- **TASK DESCRIPTION**
Extract every line below that contains the word "metal", and copy each one over.

(Excerpts from location labeling data)
[start]
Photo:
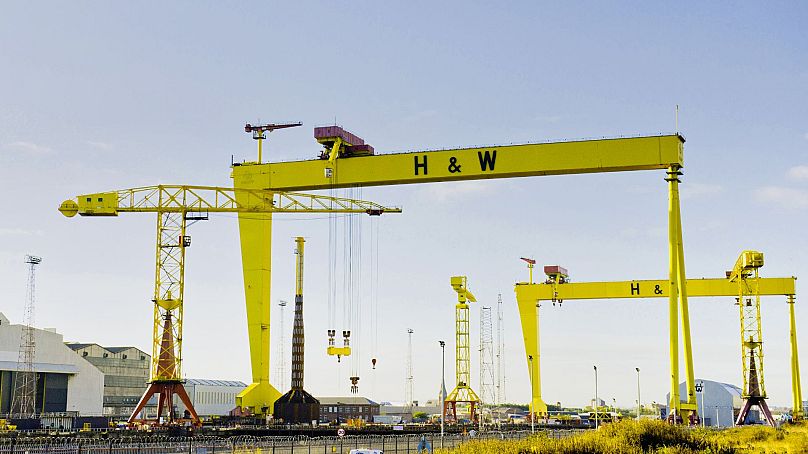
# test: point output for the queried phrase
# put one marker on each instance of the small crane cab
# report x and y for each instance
(98, 204)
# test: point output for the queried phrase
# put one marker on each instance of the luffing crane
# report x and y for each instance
(745, 273)
(462, 393)
(175, 205)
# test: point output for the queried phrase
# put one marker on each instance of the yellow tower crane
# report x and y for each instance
(175, 205)
(462, 393)
(745, 274)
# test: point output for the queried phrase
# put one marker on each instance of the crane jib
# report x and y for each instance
(506, 161)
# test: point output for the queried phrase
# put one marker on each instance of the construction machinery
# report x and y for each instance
(298, 406)
(259, 133)
(557, 289)
(175, 205)
(746, 275)
(338, 167)
(462, 392)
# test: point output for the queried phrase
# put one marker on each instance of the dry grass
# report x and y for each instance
(630, 437)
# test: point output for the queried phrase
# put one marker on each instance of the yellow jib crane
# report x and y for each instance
(462, 392)
(558, 289)
(175, 205)
(745, 274)
(347, 162)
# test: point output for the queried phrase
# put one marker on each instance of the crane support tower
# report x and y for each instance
(556, 290)
(23, 402)
(745, 274)
(334, 169)
(175, 205)
(298, 406)
(462, 393)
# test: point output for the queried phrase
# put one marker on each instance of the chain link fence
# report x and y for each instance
(389, 444)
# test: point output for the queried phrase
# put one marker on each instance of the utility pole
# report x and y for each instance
(24, 400)
(500, 353)
(596, 397)
(639, 402)
(409, 381)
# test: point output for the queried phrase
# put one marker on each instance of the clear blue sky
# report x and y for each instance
(97, 96)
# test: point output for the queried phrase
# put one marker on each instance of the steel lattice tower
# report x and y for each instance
(500, 353)
(24, 401)
(487, 387)
(409, 378)
(280, 368)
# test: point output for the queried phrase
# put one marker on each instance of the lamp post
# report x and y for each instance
(596, 396)
(532, 416)
(442, 387)
(614, 408)
(639, 405)
(700, 390)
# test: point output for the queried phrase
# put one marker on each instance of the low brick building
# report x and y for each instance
(341, 409)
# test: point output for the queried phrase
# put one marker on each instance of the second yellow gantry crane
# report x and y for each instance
(462, 392)
(175, 205)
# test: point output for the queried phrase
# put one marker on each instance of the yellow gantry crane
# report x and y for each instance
(346, 161)
(175, 205)
(746, 275)
(462, 392)
(557, 288)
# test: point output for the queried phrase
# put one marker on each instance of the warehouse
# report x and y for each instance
(126, 371)
(719, 403)
(66, 382)
(341, 409)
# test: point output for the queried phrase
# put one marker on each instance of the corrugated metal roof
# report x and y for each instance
(77, 345)
(345, 401)
(43, 367)
(206, 382)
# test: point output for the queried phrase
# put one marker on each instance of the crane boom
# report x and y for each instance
(211, 199)
(508, 161)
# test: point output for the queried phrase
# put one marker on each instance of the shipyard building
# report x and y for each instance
(66, 382)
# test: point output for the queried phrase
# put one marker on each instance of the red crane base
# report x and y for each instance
(165, 392)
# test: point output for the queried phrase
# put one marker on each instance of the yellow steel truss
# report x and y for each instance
(462, 392)
(508, 161)
(174, 206)
(529, 295)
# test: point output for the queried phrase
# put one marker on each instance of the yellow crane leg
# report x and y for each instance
(529, 315)
(673, 293)
(256, 248)
(796, 388)
(676, 303)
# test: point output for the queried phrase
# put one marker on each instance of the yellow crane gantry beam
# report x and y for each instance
(506, 161)
(529, 295)
(174, 206)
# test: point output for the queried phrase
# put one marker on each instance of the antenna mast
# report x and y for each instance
(280, 369)
(500, 353)
(487, 387)
(24, 401)
(409, 382)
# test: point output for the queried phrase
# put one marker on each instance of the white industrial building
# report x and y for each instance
(66, 382)
(211, 397)
(719, 403)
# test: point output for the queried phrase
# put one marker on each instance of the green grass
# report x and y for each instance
(630, 437)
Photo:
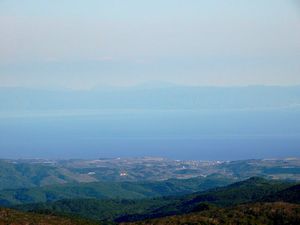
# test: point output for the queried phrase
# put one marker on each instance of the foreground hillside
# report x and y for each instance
(251, 190)
(110, 190)
(13, 217)
(278, 213)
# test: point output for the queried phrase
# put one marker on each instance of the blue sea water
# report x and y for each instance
(177, 134)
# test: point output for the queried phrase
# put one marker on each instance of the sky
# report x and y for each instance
(75, 44)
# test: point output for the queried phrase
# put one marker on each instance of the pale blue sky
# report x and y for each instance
(93, 43)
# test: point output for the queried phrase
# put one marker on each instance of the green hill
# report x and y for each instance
(291, 195)
(247, 191)
(110, 190)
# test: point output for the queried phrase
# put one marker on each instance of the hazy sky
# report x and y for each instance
(93, 43)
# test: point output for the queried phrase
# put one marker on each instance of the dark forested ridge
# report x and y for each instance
(110, 190)
(150, 191)
(278, 213)
(251, 190)
(13, 217)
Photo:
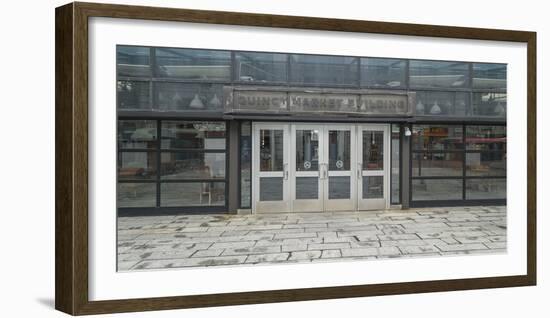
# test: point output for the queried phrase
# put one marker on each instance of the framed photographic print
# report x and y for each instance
(210, 158)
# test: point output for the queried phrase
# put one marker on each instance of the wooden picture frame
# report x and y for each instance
(71, 220)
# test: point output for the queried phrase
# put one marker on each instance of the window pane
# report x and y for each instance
(489, 104)
(395, 166)
(339, 150)
(373, 187)
(436, 189)
(133, 61)
(437, 137)
(323, 69)
(442, 103)
(271, 150)
(192, 194)
(307, 188)
(488, 75)
(192, 165)
(486, 164)
(133, 95)
(246, 163)
(189, 97)
(271, 189)
(193, 64)
(339, 188)
(260, 67)
(438, 74)
(485, 189)
(373, 150)
(307, 150)
(193, 135)
(137, 165)
(380, 72)
(132, 195)
(437, 164)
(137, 134)
(486, 138)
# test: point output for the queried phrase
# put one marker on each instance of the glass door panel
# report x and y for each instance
(373, 142)
(271, 152)
(339, 168)
(305, 168)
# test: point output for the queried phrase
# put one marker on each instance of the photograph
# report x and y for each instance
(215, 158)
(242, 158)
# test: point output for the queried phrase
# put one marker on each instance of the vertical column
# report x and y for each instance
(405, 167)
(233, 167)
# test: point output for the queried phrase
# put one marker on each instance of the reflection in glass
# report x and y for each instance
(381, 72)
(489, 76)
(436, 189)
(246, 163)
(133, 61)
(485, 189)
(437, 137)
(486, 138)
(339, 150)
(133, 195)
(260, 67)
(486, 164)
(193, 64)
(133, 95)
(192, 165)
(323, 70)
(192, 194)
(189, 97)
(489, 104)
(373, 187)
(437, 164)
(271, 188)
(193, 135)
(307, 150)
(373, 150)
(307, 188)
(137, 165)
(339, 187)
(442, 103)
(137, 134)
(271, 150)
(438, 74)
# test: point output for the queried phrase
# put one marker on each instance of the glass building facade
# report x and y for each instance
(186, 118)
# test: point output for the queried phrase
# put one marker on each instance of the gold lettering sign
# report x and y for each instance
(312, 102)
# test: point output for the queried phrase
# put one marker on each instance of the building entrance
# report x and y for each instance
(314, 167)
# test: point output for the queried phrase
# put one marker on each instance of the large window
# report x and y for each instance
(383, 73)
(185, 167)
(260, 67)
(193, 64)
(192, 81)
(458, 162)
(438, 74)
(323, 70)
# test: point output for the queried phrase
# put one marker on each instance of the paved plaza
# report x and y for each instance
(159, 242)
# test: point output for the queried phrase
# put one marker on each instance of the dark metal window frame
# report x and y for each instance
(233, 80)
(464, 177)
(158, 209)
(400, 164)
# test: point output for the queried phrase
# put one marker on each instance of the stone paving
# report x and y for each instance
(159, 242)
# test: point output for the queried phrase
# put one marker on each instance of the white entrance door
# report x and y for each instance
(372, 166)
(306, 162)
(271, 153)
(339, 168)
(320, 167)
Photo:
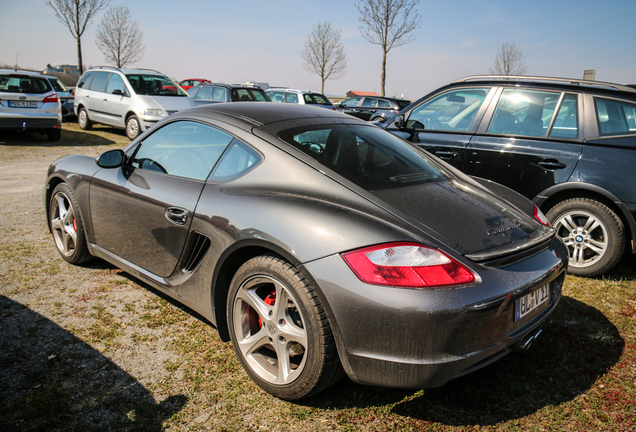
[end]
- **SOLUTION TO THIS EXERCISE**
# put one marker on each instance of the corrugated metal roof
# put one marker on each instance of the dark metal window frame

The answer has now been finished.